▸ TASK
Please print the records below word for word, keeping every line as it stands.
▶
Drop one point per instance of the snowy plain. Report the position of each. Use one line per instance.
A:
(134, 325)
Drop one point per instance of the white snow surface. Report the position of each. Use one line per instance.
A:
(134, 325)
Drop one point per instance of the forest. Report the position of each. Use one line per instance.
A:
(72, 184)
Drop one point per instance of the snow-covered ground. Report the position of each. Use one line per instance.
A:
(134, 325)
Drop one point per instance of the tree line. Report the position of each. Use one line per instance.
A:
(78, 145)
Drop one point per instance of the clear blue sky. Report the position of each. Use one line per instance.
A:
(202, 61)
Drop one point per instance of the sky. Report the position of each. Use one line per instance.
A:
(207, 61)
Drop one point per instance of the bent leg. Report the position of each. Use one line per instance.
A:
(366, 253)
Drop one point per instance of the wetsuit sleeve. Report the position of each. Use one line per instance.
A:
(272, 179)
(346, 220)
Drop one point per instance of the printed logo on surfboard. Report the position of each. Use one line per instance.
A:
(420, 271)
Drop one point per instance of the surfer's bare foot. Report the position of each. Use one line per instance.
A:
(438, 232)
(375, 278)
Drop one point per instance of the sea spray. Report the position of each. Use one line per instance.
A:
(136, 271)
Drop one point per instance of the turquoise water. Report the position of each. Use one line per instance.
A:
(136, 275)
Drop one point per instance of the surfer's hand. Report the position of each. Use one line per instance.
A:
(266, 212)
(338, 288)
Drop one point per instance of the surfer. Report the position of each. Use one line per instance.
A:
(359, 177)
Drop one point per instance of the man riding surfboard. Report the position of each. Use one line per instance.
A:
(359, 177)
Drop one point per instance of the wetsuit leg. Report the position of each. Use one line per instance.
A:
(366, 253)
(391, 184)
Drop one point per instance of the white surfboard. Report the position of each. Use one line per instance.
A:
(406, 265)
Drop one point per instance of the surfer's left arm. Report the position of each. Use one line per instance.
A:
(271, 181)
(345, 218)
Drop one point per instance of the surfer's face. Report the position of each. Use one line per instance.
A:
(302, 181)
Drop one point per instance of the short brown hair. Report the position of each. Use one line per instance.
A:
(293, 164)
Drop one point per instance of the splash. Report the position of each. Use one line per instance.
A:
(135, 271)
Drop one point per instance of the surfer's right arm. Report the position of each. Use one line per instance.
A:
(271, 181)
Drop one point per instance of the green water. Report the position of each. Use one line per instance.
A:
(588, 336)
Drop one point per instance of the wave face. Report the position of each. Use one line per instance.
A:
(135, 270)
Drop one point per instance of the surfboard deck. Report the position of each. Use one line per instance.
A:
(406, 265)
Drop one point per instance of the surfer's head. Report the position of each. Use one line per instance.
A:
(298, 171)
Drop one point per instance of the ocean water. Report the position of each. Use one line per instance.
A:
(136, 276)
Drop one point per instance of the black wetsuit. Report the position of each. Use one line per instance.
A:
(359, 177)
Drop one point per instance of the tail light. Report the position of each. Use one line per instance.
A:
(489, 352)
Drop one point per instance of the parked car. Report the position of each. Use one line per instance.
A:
◀
▸ EXPECTED ANSWER
Drop one point per instance of the snowy plain. Report the position of each. Use one line per instance.
A:
(134, 325)
Drop one point per instance of the white snow surface. Report the position of each. Use one line per instance.
A:
(134, 325)
Drop one point per instance of the forest. Report the position of each. Use one line per instance.
A:
(72, 184)
Drop one point per instance of the snow-covered ground. Report the position of each. Use one line per instance.
A:
(134, 325)
Drop one point per instance of the tree line. Report the position of each. Use one line per instance.
A:
(78, 145)
Drop one point per instance of the clear blue sky. Report the position of each. Use one line per instance.
A:
(202, 61)
Drop one point per instance of the sky. Report the position of each. Use one line per instance.
A:
(207, 61)
Drop one point per instance of the bent leg. Report the position of each. Use one line per instance.
A:
(366, 253)
Drop one point per instance of the wetsuit sleeve. Report the position of each. Use one line per instance.
A:
(272, 179)
(346, 220)
Drop one point per instance of the printed logo on surfboard. Report the position of each. Use one line per instance.
A:
(420, 271)
Drop one point per instance of the surfer's bare foot. Report the position of each. Use one line per instance.
A:
(438, 232)
(375, 278)
Drop one point per instance of the sea spray. Report the position of each. Use one line per instance.
A:
(136, 271)
Drop one point per instance of the turquoise water. Report the position of each. Use one line per instance.
A:
(136, 275)
Drop one point per instance of the surfer's hand. Report the position of each. Use one line per instance.
A:
(266, 212)
(338, 288)
Drop one point per instance of the surfer. Report the position of each. Use one line per instance.
A:
(359, 177)
Drop one point per instance of the man riding surfboard. Report the position of each. Use one line per instance.
A:
(359, 177)
Drop one point per instance of the wetsuit leg. Report the position of each. Use one line per instance.
A:
(366, 253)
(391, 184)
Drop one point per instance of the white surfboard. Report the position of each. Use one line per instance.
A:
(406, 265)
Drop one point per instance of the surfer's left arm. Report the position of each. Use one line per instance.
A:
(271, 181)
(345, 218)
Drop one point per instance of the surfer's face. Report the position of each. Use one line per instance.
A:
(302, 181)
Drop one point per instance of the short brown hair. Report the position of each. Use one line per instance.
A:
(293, 164)
Drop one point per instance of the splash. Report the position of each. Use one line per instance.
A:
(135, 271)
Drop one point per instance of the surfer's right arm. Report the position of each. Use one line per instance.
A:
(271, 181)
Drop one point per instance of the green water. Report the position of each. Use one line per instance.
A:
(588, 336)
Drop one point per instance of the wave face. Report the position of each. Use one line per instance.
A:
(135, 270)
Drop one point per instance of the surfboard deck. Report the position of each. Use one line per instance.
A:
(406, 265)
Drop one point per instance of the surfer's head. Report the position of each. Use one line per instance.
A:
(298, 171)
Drop one point per instance of the ocean water. Report the position of each. Use one line per instance.
A:
(136, 276)
Drop one point per instance of the black wetsuit. Report the position of each. Use one line per instance.
A:
(359, 177)
Drop one point per instance of the tail light. Report the position of each. Use one line per instance.
A:
(489, 352)
Drop one point per instance of the parked car. Report the position of each. Use one line per instance.
A:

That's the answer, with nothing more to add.